→ **Activity**: Exactly the lines from the one with "Query: building facade" through the last line of the listing must be given again.

→ **Provided records**:
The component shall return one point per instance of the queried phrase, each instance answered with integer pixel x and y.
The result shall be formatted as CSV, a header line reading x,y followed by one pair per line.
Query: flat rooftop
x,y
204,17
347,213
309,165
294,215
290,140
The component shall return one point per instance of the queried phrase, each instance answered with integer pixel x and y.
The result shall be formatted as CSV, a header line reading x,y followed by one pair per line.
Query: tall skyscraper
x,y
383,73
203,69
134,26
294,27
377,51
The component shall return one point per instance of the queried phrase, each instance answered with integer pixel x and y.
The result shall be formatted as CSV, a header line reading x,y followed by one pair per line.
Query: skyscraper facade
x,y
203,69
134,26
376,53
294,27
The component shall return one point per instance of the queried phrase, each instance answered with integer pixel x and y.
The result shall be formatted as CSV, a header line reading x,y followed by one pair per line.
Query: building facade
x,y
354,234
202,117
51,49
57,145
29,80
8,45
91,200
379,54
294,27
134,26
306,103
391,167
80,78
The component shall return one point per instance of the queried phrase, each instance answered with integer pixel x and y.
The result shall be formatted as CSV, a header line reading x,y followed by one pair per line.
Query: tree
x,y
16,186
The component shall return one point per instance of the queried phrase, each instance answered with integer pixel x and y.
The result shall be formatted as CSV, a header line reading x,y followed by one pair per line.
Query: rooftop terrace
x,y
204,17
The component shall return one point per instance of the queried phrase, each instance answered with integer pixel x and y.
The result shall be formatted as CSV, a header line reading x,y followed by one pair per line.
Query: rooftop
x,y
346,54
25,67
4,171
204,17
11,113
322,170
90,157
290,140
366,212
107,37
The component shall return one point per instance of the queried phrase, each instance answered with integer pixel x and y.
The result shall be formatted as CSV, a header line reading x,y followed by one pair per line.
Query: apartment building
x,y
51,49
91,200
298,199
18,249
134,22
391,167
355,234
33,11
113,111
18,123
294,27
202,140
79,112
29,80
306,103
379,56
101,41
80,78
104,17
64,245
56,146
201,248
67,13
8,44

→ **Output of the task**:
Query: building facade
x,y
354,234
202,117
51,49
57,145
29,80
8,45
91,200
379,54
294,27
134,26
306,103
391,167
80,78
The component shall return one point per instance of the queried phrase, each instance answered with integer pixel x and y.
The result shall be formatted as CSV, a header line reading x,y followed by one pair per line.
Query: tree
x,y
16,186
The component shall return one point per instance of the queried phrase, each instance answered with integer pixel x and y.
The result shall be formatted as CSV, a header line reading x,y followed by one pair per line.
Query: rooftop terrace
x,y
204,17
The component shall return one point per instance of the queried phrase, each instance answered with integer pixel x and y.
The result shall be formatted as CSV, a header line reading x,y followed by one pair per line.
Query: rooftop
x,y
346,54
25,67
4,171
204,17
11,113
322,170
90,157
290,140
366,212
107,37
The component shall return one point per instance of the queried phrase, each instance answered with integer pixel x and y.
The result shall be formatted as CSV, a header line reading x,y followed by one pair per line.
Query: apartment building
x,y
51,49
91,200
298,199
18,249
134,22
391,167
355,234
33,11
113,111
18,123
294,27
202,140
79,112
29,80
306,103
379,56
101,41
80,78
104,17
64,245
56,146
201,248
67,13
8,44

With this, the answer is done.